Reproduce the items verbatim from the first line of the items through the line containing "Query: dirt path", including both ends. Leave the pictures out.

§ Input records:
** START **

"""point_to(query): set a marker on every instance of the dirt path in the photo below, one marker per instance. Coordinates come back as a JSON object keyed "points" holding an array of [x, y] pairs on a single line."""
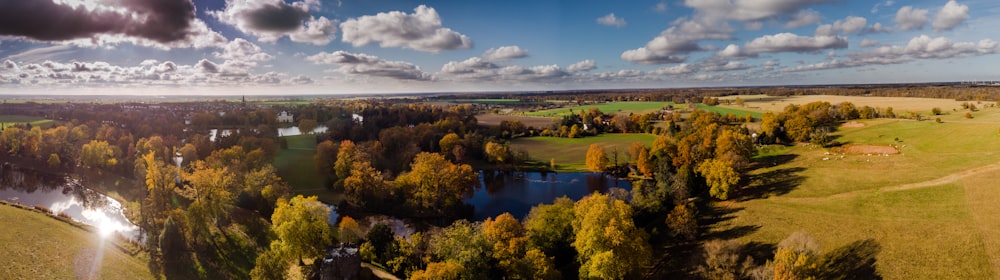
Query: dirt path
{"points": [[930, 183]]}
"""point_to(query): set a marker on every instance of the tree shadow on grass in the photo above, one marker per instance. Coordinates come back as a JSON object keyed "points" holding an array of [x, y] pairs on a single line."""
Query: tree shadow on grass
{"points": [[852, 261]]}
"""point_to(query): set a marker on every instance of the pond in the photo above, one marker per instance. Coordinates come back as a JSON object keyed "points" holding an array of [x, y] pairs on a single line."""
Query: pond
{"points": [[65, 195], [517, 192]]}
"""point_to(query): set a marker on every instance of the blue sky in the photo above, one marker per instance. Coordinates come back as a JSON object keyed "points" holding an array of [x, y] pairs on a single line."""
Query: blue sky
{"points": [[349, 46]]}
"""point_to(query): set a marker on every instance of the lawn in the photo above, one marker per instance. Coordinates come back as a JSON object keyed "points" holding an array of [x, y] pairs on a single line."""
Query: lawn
{"points": [[9, 120], [570, 153], [931, 209], [39, 247], [638, 107], [297, 168]]}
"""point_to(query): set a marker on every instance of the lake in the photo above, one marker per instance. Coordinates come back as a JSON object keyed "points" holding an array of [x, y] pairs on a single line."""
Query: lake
{"points": [[65, 195], [517, 192]]}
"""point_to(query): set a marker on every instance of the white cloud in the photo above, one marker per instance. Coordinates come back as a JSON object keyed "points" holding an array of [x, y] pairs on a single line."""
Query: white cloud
{"points": [[950, 16], [269, 20], [612, 20], [582, 66], [921, 47], [369, 65], [848, 25], [504, 53], [788, 42], [908, 18], [420, 31], [682, 38], [804, 18]]}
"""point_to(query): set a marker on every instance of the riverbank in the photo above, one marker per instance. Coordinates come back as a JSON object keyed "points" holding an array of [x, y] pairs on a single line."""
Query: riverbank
{"points": [[55, 249]]}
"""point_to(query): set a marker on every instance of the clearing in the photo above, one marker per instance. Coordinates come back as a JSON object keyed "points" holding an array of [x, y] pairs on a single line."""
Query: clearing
{"points": [[52, 249], [570, 153], [931, 208]]}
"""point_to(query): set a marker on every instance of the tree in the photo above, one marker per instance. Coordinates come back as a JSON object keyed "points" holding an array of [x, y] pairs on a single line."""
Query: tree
{"points": [[326, 158], [350, 231], [301, 225], [597, 160], [682, 222], [720, 175], [549, 227], [644, 163], [498, 153], [609, 244], [306, 126], [436, 183], [440, 271], [448, 144]]}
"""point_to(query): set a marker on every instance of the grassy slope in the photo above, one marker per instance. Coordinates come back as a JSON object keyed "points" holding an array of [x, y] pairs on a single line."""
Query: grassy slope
{"points": [[8, 120], [296, 167], [944, 231], [39, 247], [570, 153]]}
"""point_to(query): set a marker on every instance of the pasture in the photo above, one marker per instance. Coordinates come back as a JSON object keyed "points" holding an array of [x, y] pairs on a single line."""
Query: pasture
{"points": [[51, 249], [10, 120], [297, 168], [931, 209], [570, 153], [900, 105]]}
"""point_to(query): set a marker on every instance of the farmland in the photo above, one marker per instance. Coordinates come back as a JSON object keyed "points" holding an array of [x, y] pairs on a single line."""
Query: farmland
{"points": [[935, 198], [570, 153]]}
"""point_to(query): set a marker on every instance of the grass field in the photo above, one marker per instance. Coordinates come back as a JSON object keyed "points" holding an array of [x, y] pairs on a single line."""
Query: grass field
{"points": [[932, 209], [297, 168], [9, 120], [611, 107], [40, 247], [570, 153]]}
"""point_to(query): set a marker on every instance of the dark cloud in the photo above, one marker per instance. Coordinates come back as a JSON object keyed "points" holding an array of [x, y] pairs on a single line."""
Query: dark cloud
{"points": [[162, 21]]}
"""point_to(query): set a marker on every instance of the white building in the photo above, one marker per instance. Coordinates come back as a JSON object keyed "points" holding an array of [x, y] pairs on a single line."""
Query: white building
{"points": [[285, 116]]}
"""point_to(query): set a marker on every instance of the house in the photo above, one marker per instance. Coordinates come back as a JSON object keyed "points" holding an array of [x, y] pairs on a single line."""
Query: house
{"points": [[341, 263], [285, 117]]}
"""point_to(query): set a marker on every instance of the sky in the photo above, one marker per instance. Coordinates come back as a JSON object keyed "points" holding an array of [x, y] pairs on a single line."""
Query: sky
{"points": [[279, 47]]}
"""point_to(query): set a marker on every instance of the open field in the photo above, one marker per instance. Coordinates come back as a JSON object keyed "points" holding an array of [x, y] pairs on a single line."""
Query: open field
{"points": [[611, 107], [9, 120], [570, 153], [764, 103], [50, 249], [297, 168], [932, 209], [536, 122]]}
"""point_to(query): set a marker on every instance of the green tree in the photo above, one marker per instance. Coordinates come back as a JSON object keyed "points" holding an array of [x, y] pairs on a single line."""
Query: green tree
{"points": [[306, 126], [498, 153], [301, 225], [597, 159], [609, 244]]}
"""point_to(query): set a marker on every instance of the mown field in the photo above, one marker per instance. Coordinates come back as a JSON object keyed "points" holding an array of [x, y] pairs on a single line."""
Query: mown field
{"points": [[9, 120], [50, 249], [570, 153], [932, 209], [297, 168]]}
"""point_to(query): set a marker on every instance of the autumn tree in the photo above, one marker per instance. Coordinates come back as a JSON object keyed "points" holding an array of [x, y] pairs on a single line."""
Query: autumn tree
{"points": [[301, 225], [436, 183], [597, 160], [498, 153], [609, 244], [720, 175], [306, 126], [350, 231]]}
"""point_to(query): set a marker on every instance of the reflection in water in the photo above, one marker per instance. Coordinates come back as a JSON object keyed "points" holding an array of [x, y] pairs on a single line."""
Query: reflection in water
{"points": [[65, 195], [517, 192]]}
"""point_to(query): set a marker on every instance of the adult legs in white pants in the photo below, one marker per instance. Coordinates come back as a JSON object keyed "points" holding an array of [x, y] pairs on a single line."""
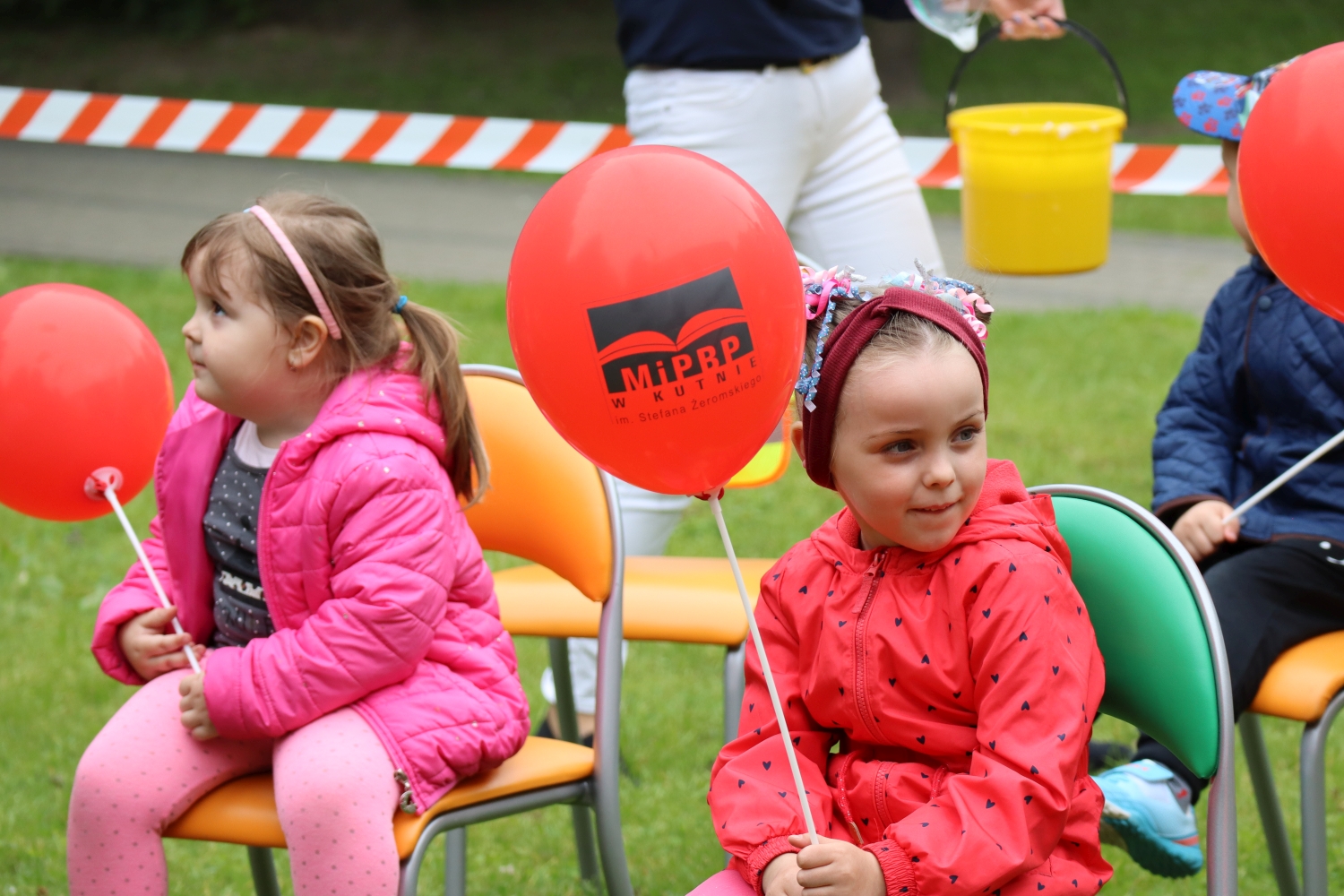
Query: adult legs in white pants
{"points": [[819, 147]]}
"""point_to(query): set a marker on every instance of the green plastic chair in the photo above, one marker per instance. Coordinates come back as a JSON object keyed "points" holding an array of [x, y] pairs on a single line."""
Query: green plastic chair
{"points": [[1159, 634]]}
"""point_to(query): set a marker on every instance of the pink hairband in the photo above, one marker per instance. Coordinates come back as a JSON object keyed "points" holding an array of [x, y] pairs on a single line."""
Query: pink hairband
{"points": [[300, 268]]}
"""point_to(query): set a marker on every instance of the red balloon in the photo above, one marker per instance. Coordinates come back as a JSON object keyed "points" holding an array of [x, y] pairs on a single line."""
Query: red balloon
{"points": [[82, 386], [1290, 171], [656, 316]]}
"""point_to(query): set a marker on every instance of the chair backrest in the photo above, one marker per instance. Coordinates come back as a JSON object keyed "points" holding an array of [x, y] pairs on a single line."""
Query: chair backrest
{"points": [[546, 501], [1150, 608]]}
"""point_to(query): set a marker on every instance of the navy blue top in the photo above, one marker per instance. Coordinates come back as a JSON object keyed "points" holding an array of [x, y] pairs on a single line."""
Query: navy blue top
{"points": [[742, 34], [1261, 392]]}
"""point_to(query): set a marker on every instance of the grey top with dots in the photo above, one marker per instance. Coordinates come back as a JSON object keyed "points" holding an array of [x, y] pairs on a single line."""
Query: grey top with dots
{"points": [[230, 524]]}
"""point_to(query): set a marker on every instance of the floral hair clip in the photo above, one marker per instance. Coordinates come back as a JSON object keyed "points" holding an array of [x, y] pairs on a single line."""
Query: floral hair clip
{"points": [[957, 293], [819, 287]]}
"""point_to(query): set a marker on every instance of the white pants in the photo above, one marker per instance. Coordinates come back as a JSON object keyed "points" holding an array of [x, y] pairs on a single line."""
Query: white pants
{"points": [[816, 144], [647, 522], [822, 151]]}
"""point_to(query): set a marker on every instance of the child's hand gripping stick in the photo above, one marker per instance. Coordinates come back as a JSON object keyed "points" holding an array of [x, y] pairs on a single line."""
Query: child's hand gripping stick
{"points": [[104, 482], [765, 667]]}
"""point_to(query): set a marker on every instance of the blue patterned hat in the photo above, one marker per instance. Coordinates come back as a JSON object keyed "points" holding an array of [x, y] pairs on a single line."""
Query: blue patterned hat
{"points": [[1217, 104]]}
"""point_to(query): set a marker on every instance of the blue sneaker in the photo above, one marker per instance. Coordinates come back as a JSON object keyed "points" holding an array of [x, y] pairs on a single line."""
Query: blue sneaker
{"points": [[1148, 813]]}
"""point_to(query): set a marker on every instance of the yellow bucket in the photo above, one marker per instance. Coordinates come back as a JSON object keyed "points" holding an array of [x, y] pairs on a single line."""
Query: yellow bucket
{"points": [[1035, 195]]}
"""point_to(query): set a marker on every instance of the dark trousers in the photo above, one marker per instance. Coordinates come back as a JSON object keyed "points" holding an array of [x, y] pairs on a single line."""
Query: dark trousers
{"points": [[1269, 598]]}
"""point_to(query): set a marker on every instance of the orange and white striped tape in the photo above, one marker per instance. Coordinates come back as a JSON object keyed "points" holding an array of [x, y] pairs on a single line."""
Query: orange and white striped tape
{"points": [[459, 142], [1136, 168]]}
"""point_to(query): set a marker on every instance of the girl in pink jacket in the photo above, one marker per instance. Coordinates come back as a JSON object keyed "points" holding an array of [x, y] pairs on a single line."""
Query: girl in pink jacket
{"points": [[935, 667], [311, 538]]}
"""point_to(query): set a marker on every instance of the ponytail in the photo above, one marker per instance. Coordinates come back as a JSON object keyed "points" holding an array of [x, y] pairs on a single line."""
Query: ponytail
{"points": [[435, 357]]}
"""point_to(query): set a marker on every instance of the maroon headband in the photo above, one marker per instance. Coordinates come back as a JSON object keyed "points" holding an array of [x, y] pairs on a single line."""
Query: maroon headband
{"points": [[849, 338]]}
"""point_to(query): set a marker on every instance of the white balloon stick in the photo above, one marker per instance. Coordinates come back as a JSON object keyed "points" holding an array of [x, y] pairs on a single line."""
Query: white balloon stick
{"points": [[110, 493], [765, 668], [1284, 477]]}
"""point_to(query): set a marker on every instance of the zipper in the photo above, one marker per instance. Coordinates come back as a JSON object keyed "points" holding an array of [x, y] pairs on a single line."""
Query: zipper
{"points": [[408, 801], [935, 785], [843, 794], [860, 662]]}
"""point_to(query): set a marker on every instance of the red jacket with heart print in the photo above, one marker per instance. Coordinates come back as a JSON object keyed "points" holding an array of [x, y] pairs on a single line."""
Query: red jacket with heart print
{"points": [[941, 705]]}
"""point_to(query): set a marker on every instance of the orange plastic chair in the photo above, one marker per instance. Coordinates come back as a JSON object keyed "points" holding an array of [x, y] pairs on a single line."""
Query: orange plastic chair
{"points": [[680, 599], [1305, 684], [550, 505]]}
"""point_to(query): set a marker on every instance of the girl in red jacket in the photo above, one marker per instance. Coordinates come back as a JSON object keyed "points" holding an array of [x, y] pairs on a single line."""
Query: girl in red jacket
{"points": [[309, 533], [937, 668]]}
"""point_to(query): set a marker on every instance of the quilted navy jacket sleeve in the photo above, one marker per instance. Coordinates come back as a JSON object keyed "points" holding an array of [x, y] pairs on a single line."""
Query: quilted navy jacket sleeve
{"points": [[1202, 422], [1263, 387]]}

** END **

§ Response below:
"""point_to(query): set a marker on every instance of the dirt path in the photo below, one marker per instance. Coordinates come back as a JSON object keyed "points" holding an array of [x, y] pairs on a single line."""
Query: dirt path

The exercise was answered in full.